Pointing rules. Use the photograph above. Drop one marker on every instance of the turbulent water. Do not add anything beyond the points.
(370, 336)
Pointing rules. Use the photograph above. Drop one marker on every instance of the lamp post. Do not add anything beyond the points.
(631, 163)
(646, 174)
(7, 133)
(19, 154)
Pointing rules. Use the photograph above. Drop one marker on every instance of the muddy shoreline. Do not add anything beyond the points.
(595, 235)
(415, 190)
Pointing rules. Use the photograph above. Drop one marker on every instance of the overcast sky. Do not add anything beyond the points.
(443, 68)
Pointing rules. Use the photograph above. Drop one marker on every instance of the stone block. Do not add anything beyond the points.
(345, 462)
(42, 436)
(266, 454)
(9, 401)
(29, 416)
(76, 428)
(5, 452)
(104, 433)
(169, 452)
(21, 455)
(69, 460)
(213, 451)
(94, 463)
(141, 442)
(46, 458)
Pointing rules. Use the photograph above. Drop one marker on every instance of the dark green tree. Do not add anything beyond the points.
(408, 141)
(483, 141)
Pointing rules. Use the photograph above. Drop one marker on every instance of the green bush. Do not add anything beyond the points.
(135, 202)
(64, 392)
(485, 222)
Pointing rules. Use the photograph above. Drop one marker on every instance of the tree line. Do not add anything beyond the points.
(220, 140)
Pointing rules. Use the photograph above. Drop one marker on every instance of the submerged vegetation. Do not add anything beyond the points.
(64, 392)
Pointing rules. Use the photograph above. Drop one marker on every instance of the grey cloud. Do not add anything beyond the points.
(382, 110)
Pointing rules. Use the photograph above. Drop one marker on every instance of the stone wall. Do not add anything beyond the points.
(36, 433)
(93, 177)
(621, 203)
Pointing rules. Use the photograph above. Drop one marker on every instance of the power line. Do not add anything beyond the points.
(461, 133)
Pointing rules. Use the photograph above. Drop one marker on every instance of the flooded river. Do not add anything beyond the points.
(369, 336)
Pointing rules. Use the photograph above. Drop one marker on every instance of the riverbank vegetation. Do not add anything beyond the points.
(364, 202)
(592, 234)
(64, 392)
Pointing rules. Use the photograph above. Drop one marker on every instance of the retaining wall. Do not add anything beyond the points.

____

◆ **WHAT YOU ARE ASKED TO DO**: Recast every line of the records above as a JSON list of strings, one string for each line, with blank lines left out.

◆ **RESPONSE**:
[
  "Pointing rules. Use the photograph above. Drop one marker on every instance of the turbulent water. Do not add anything beyond the points.",
  "(370, 336)",
  "Pointing rules. Use the photograph above. Drop one marker on every instance of the lamp post. Do not add anything beyond the points.",
  "(631, 163)",
  "(646, 174)",
  "(7, 133)",
  "(19, 154)",
  "Pointing rules. Use the photograph above. Drop one marker on every instance of the muddy shoreline. Do not add anything beyond the points.",
  "(595, 235)",
  "(415, 190)",
  "Pointing rules. Use the photograph above. Drop one marker on every instance of the overcast sky. Do not add anything beyond the points.",
  "(443, 68)",
  "Pointing rules. Use the photograph above. Drop one marker on every instance of the stone block. Do not add anything beyond the points.",
  "(345, 462)",
  "(42, 436)",
  "(266, 454)",
  "(9, 401)",
  "(29, 416)",
  "(76, 428)",
  "(5, 452)",
  "(104, 433)",
  "(169, 452)",
  "(21, 455)",
  "(69, 460)",
  "(213, 451)",
  "(94, 463)",
  "(141, 442)",
  "(46, 458)",
  "Pointing rules. Use the photograph above. Drop one marker on every instance of the dark green tree. Do not add anything beyond the points.",
  "(408, 141)",
  "(483, 141)",
  "Pointing rules. Use the photograph above. Drop one marker on every instance of the green bush. Do not add anything beyond the points.",
  "(135, 202)",
  "(64, 392)",
  "(485, 222)",
  "Pointing rules. Use the photograph above. Drop one marker on every instance of the tree line. Do not add anything beyond the points.",
  "(220, 140)",
  "Pointing rules. Use the photograph above. Drop one marker on every instance of the submerged vegetation. Do not add anything beyond the points.",
  "(64, 392)",
  "Pointing rules. Use the photograph above. Drop one marker on every instance of the grey cloud. Do not add anything beyond the points.",
  "(382, 110)",
  "Pointing rules. Use the photograph above. Drop one marker on every instance of the stone wall. Do not add anything beyond the points.",
  "(36, 433)",
  "(93, 177)",
  "(621, 203)",
  "Pointing rules. Use the photograph above. Drop one marker on every instance of the power line. Do not add anything beyond the points.",
  "(461, 133)",
  "Pointing rules. Use the photograph above. Drop one marker on every instance of the flooded river. Do not add anything beyond the points.",
  "(369, 336)",
  "Pointing rules. Use the photograph above. Drop one marker on every instance of the riverbank vegetation. Do not add anything beyond the points.",
  "(364, 202)",
  "(592, 234)",
  "(64, 392)",
  "Pointing rules. Use the photograph above. Drop one marker on every instance of the retaining wall. Do not add anything beyond the points."
]